> Task description: Arrange the listing below as a numbered list, skipping any blank lines and leaving the pictures out.

= = = = =

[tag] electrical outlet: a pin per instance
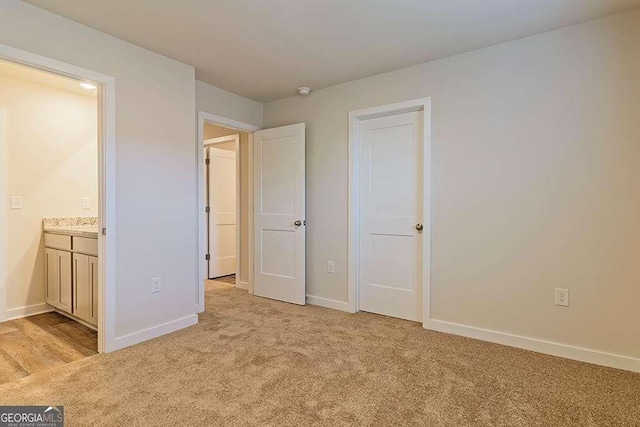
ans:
(16, 202)
(155, 285)
(562, 297)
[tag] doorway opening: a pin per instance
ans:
(225, 195)
(57, 192)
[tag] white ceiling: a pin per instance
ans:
(265, 49)
(46, 78)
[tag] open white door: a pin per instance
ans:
(279, 219)
(223, 232)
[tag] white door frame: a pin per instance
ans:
(355, 117)
(212, 142)
(106, 185)
(201, 250)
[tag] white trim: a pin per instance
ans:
(107, 180)
(537, 345)
(4, 208)
(29, 310)
(328, 303)
(423, 104)
(201, 248)
(155, 331)
(235, 138)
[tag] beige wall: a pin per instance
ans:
(213, 131)
(52, 162)
(155, 162)
(535, 182)
(214, 100)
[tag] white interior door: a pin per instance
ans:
(279, 218)
(390, 215)
(222, 188)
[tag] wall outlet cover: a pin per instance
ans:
(562, 297)
(156, 285)
(16, 202)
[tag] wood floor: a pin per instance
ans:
(37, 343)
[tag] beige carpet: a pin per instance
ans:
(252, 361)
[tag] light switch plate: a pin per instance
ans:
(562, 297)
(156, 285)
(331, 267)
(16, 202)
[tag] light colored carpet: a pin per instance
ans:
(252, 361)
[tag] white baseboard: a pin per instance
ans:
(154, 332)
(540, 346)
(328, 303)
(30, 310)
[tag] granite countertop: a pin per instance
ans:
(76, 226)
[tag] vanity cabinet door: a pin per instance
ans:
(65, 298)
(52, 276)
(82, 287)
(93, 314)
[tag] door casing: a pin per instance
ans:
(355, 117)
(211, 143)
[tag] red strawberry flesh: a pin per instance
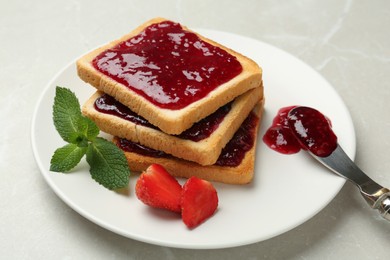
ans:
(157, 188)
(199, 201)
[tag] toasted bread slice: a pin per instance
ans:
(171, 121)
(203, 151)
(240, 174)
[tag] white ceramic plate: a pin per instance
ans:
(287, 189)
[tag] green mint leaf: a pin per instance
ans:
(67, 114)
(67, 157)
(108, 164)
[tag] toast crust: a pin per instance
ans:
(171, 121)
(204, 152)
(242, 174)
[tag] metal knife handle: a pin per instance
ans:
(381, 202)
(375, 195)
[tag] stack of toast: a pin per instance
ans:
(171, 96)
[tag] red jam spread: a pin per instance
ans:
(231, 156)
(295, 128)
(313, 130)
(167, 65)
(199, 131)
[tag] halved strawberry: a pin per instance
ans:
(198, 202)
(157, 188)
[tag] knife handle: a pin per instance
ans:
(379, 200)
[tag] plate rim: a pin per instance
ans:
(91, 218)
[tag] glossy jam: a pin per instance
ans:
(168, 66)
(231, 155)
(295, 128)
(313, 130)
(108, 105)
(199, 131)
(130, 146)
(279, 136)
(243, 140)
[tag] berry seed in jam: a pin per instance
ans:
(279, 137)
(313, 130)
(167, 65)
(296, 127)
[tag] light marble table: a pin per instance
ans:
(346, 41)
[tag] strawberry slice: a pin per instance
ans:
(199, 201)
(157, 188)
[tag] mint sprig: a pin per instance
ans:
(108, 164)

= = = = =

> Result for this exercise:
1. [tag] electrical outlet: a pin per instance
2. ans:
3. (16, 202)
4. (155, 285)
5. (562, 297)
6. [tag] doorway opening: a pin per instance
7. ans:
8. (225, 195)
9. (57, 192)
10. [tag] white ceiling: a pin per instance
11. ans:
12. (265, 49)
13. (46, 78)
14. [tag] open white door: a pin per instance
15. ans:
16. (279, 219)
17. (223, 232)
18. [tag] white door frame: a pin per instance
19. ans:
20. (355, 117)
21. (212, 142)
22. (106, 185)
23. (201, 250)
24. [tag] white trim: a pin per instance
25. ans:
26. (107, 180)
27. (537, 345)
28. (4, 208)
29. (29, 310)
30. (328, 303)
31. (423, 104)
32. (201, 248)
33. (155, 331)
34. (235, 138)
35. [tag] beige wall: a pin per instance
36. ans:
37. (213, 131)
38. (52, 162)
39. (155, 162)
40. (535, 182)
41. (214, 100)
42. [tag] white interior door: a pin per instance
43. ans:
44. (279, 218)
45. (390, 215)
46. (222, 188)
47. [tag] wall outlet cover: a pin per instance
48. ans:
49. (562, 297)
50. (156, 285)
51. (16, 202)
52. [tag] wood floor: a pin per instance
53. ans:
54. (37, 343)
55. [tag] beige carpet: a pin per instance
56. ans:
57. (252, 361)
58. [tag] light switch plate: a pin per instance
59. ans:
60. (562, 297)
61. (156, 285)
62. (331, 267)
63. (16, 202)
64. [tag] light colored carpet: a pin per instance
65. ans:
66. (252, 361)
67. [tag] white baseboard: a pin per instance
68. ans:
69. (154, 332)
70. (540, 346)
71. (328, 303)
72. (30, 310)
73. [tag] granite countertop: a pin per instance
74. ans:
75. (76, 226)
76. [tag] vanity cabinet door: a pin per instance
77. ans:
78. (65, 298)
79. (52, 276)
80. (82, 287)
81. (93, 314)
82. [tag] door casing: a pin per instance
83. ans:
84. (355, 117)
85. (211, 143)
86. [tag] red strawberry flesh: a pin per instance
87. ans:
88. (157, 188)
89. (199, 201)
90. [tag] toasted bread slice: a pin per instance
91. ans:
92. (171, 121)
93. (203, 151)
94. (240, 174)
95. [tag] white ceramic plate: a pin per instance
96. ans:
97. (287, 189)
98. [tag] green mint leaf: a pin per instance
99. ans:
100. (67, 114)
101. (67, 157)
102. (108, 164)
103. [tag] toast crust: a pin per instance
104. ans:
105. (171, 121)
106. (204, 152)
107. (242, 174)
108. [tag] metal knife handle: a pin per instance
109. ans:
110. (381, 202)
111. (375, 195)
112. [tag] stack of toast: a pin per instance
113. ans:
114. (171, 96)
115. [tag] red jam spread: a pin per instance
116. ans:
117. (231, 156)
118. (295, 128)
119. (313, 130)
120. (167, 65)
121. (199, 131)
122. [tag] halved strawberry: a pin per instance
123. ans:
124. (198, 202)
125. (157, 188)
126. [tag] knife handle: a pin per instance
127. ans:
128. (379, 200)
129. [tag] plate rim: a pin per instance
130. ans:
131. (91, 218)
132. [tag] glossy jam: a pin per instance
133. ans:
134. (168, 66)
135. (231, 155)
136. (295, 128)
137. (313, 130)
138. (108, 105)
139. (199, 131)
140. (130, 146)
141. (279, 136)
142. (243, 140)
143. [tag] berry seed in jam: a pin per instance
144. ans:
145. (279, 137)
146. (313, 130)
147. (167, 65)
148. (296, 127)
149. [tag] light marble table: a pin per instance
150. ans:
151. (346, 41)
152. [tag] strawberry slice: a pin per instance
153. ans:
154. (199, 201)
155. (157, 188)
156. [tag] mint sprig: a pin per instance
157. ans:
158. (108, 164)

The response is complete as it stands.